## Stated goal
Print every entry word for word, but omit the pictures.

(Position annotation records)
.....

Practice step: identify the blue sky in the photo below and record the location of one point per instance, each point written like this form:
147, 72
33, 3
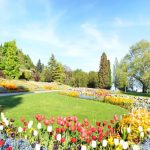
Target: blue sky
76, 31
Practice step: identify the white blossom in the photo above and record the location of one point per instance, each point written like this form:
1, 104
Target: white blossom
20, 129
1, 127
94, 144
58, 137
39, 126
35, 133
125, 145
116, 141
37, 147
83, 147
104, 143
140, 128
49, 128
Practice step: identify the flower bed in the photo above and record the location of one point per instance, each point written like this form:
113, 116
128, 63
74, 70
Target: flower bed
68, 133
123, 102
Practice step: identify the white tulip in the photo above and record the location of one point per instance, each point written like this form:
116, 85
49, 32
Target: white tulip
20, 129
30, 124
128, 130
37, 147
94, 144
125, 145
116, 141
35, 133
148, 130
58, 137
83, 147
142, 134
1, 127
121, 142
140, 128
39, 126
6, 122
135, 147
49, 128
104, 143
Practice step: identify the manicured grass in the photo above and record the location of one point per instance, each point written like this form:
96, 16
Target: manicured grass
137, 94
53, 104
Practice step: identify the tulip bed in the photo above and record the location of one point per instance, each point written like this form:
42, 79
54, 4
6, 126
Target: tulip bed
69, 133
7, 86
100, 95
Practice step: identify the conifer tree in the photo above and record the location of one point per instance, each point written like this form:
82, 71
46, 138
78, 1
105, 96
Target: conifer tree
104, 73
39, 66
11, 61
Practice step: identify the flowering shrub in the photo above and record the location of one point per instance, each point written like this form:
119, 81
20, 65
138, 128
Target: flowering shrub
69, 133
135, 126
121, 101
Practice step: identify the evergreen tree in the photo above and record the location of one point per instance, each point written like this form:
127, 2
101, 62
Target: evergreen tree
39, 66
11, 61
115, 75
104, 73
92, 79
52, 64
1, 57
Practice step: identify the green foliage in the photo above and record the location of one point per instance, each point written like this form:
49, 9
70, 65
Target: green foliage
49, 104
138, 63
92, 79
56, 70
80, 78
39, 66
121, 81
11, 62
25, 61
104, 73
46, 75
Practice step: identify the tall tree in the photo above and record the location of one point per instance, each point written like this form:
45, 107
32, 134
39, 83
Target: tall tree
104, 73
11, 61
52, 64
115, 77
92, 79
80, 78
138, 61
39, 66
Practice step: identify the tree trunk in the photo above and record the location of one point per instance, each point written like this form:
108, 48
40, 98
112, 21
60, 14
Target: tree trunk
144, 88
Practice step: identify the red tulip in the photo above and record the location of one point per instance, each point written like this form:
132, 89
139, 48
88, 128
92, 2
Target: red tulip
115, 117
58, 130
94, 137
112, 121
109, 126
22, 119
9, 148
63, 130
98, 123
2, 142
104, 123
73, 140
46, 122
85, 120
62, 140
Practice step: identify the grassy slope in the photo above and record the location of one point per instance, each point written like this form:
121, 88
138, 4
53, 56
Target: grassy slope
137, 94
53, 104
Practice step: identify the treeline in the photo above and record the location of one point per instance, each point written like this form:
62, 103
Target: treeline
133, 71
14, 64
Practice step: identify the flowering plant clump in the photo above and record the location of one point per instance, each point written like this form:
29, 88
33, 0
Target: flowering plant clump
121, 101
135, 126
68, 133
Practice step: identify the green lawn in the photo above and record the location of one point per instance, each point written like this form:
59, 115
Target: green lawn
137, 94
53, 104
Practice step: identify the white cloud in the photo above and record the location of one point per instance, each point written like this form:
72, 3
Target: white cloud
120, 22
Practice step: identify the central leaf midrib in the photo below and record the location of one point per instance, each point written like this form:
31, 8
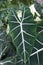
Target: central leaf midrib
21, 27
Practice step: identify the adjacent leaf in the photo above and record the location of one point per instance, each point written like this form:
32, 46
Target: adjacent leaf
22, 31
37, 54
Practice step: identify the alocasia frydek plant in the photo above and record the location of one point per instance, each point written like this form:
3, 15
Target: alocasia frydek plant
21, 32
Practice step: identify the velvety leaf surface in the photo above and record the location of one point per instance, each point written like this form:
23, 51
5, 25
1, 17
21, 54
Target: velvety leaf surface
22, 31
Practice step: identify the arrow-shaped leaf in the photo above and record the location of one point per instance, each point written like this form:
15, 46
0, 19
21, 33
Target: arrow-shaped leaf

.....

## Expected output
Practice step: identify the blue sky in the photo below and record the location of one point per instance, each point written like this form:
147, 72
33, 3
Target: blue sky
76, 31
Practice step: identify the white blossom in the photo above and record the location of one point per instance, each point written like this form:
1, 104
Target: white blossom
20, 129
1, 127
94, 144
58, 137
39, 126
35, 133
125, 145
116, 141
37, 147
83, 147
104, 143
140, 128
49, 128
Practice step: identify the flower bed in the photo above and record the location of one point per instance, each point written like this form:
113, 116
128, 63
74, 70
Target: flower bed
68, 133
123, 102
Practice step: identify the white tulip in the photo above and record the location of one point per instance, each point written like this form:
116, 85
49, 32
Target: white tulip
20, 129
30, 124
128, 130
37, 147
94, 144
125, 145
116, 141
35, 133
148, 130
58, 137
83, 147
142, 134
1, 127
121, 142
140, 128
39, 126
6, 122
135, 147
49, 128
104, 143
Practice step: identify the manicured grass in the photo above and record the location of one point per instance, each point written like this form:
96, 16
Target: manicured grass
137, 94
53, 104
Practice step: identify the tulip bed in the photo above and record the location of one point per instance, each point written like this form:
42, 79
54, 4
6, 126
Target: tulip bed
69, 133
7, 86
100, 95
Practice step: identify the conifer tree in the photo above and record the location of one point per instance, each point written like this form:
82, 71
46, 138
78, 1
105, 96
Target: conifer tree
104, 73
39, 66
11, 61
Practice step: identify the flowering shrub in the photo above and record the location of one point per instance, each point written like this form:
119, 81
20, 65
138, 128
Target: flowering shrub
69, 133
135, 126
121, 101
Practice step: identify the evergreen tree in the photo above and record the location of one point per instance, each point written like this form:
127, 2
101, 62
Target: evergreen tree
39, 66
11, 61
115, 75
104, 73
92, 79
52, 64
1, 57
Practice step: identify the green foliage in the photo above and record the location of one point per instance, each point written like this form:
49, 9
70, 65
Target: green foliage
49, 104
138, 63
92, 79
56, 70
80, 78
39, 66
121, 81
11, 62
25, 61
104, 73
46, 75
Practice step: identify the tall tree in the photo above and record the location of one point per instance, each point written like this form:
45, 107
32, 134
39, 83
Target: tall tree
104, 73
11, 61
52, 64
115, 77
92, 79
80, 78
138, 61
39, 66
Practice step: identify the tree trunk in the photo above and record the location of one point per instance, each point written like this form:
108, 48
40, 98
112, 21
60, 14
Target: tree trunk
144, 88
Practice step: identify the red tulip in the photo above and record the location of one point per instance, each point written like this form:
132, 89
139, 48
88, 128
92, 2
Target: red tulip
115, 117
58, 130
94, 137
112, 121
109, 126
22, 119
9, 148
63, 130
98, 123
2, 142
104, 123
73, 140
46, 122
85, 120
62, 140
Practice step: identify the grassy slope in the photo above and record the location of one point per instance, each point written like this form:
121, 88
138, 4
53, 56
Target: grassy slope
137, 94
53, 104
Practice step: identify the treeline in the photo above and record the location of one point per instance, each point written like this form:
62, 103
Target: treeline
133, 71
14, 64
Practice step: identify the flowering plant clump in the photo above and record the location of one point per instance, each point written like this form:
29, 88
33, 0
Target: flowering plant clump
121, 101
135, 126
68, 133
Practice step: identify the green lawn in the photo above and record the location of one point per instance, each point written like this form:
59, 115
Target: green lawn
137, 94
53, 104
Practice step: identify the white cloud in the photo above and record the location of one point per instance, each point written like this form:
72, 3
Target: white cloud
120, 22
Practice step: identify the central leaf midrib in the photo below and record the location of one point per instance, each point written like this form:
31, 8
Target: central leaf midrib
21, 27
Practice step: identify the adjacent leaf in the photo above and record the location of one point per instance, each point written like this form:
32, 46
Target: adjacent leaf
22, 31
37, 54
Practice step: identify the alocasia frydek plant in the photo above and record the location of one point per instance, each point written like this form:
3, 15
Target: alocasia frydek plant
21, 32
Practice step: identify the velvety leaf surface in the photo above and record the location of one point per instance, each point written like this form:
23, 51
5, 25
1, 17
21, 54
Target: velvety leaf surface
22, 31
Practice step: identify the arrow-shaped leaf in the photo above and record the location of one point per instance, each point written like this form:
15, 46
0, 19
21, 33
Target: arrow-shaped leaf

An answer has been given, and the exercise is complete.